## TEXTE FOURNI
====
En médecine, les chercheurs américains William Kaelin et Gregg Semenza et leur collègue britannique Sir Peter Ratcliffe, distingués conjointement, se partageront 9 millions de couronnes (830.000 euros).

"L'importance fondamentale de l'oxygène est connue depuis des siècles", mais "le processus d'adaptation des cellules aux variations de niveau d'oxygène est longtemps resté un mystère", a expliqué l'Assemblée Nobel de l'Institut Karolinska à Stockholm, qui avait reçu 633 nominations cette année.

L'oxygène est évidemment central dans la vie, et il est donc la clé de nombreuses maladies humaines, comme l'anémie (quand le corps ne produit pas assez de globules rouges, qui transportent l'oxygène dans les organes), les maladies cardiovasculaires, ou les cancers dont les tumeurs consomment des quantités massives d'oxygène.

"D'intenses efforts dans les laboratoires universitaires et les entreprises pharmaceutiques se concentrent maintenant sur le développement de médicaments capables d'interférer à différents stades d'une pathologie, en activant ou en bloquant le mécanisme de captation de l'oxygène", selon le jury Nobel.
====
## DONNÉES EN ENTRÉE
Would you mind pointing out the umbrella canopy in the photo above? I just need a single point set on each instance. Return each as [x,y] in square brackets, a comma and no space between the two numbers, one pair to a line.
====
## ÉNONCÉ DU PROBLÈME
Recopiez intégralement, mot pour mot, le texte fourni sur le prix Nobel de médecine et l'oxygène.

## RÉSULTAT ATTENDU
En médecine, les chercheurs américains William Kaelin et Gregg Semenza et leur collègue britannique Sir Peter Ratcliffe, distingués conjointement, se partageront 9 millions de couronnes (830.000 euros).

"L'importance fondamentale de l'oxygène est connue depuis des siècles", mais "le processus d'adaptation des cellules aux variations de niveau d'oxygène est longtemps resté un mystère", a expliqué l'Assemblée Nobel de l'Institut Karolinska à Stockholm, qui avait reçu 633 nominations cette année.

L'oxygène est évidemment central dans la vie, et il est donc la clé de nombreuses maladies humaines, comme l'anémie (quand le corps ne produit pas assez de globules rouges, qui transportent l'oxygène dans les organes), les maladies cardiovasculaires, ou les cancers dont les tumeurs consomment des quantités massives d'oxygène.

"D'intenses efforts dans les laboratoires universitaires et les entreprises pharmaceutiques se concentrent maintenant sur le développement de médicaments capables d'interférer à différents stades d'une pathologie, en activant ou en bloquant le mécanisme de captation de l'oxygène", selon le jury Nobel.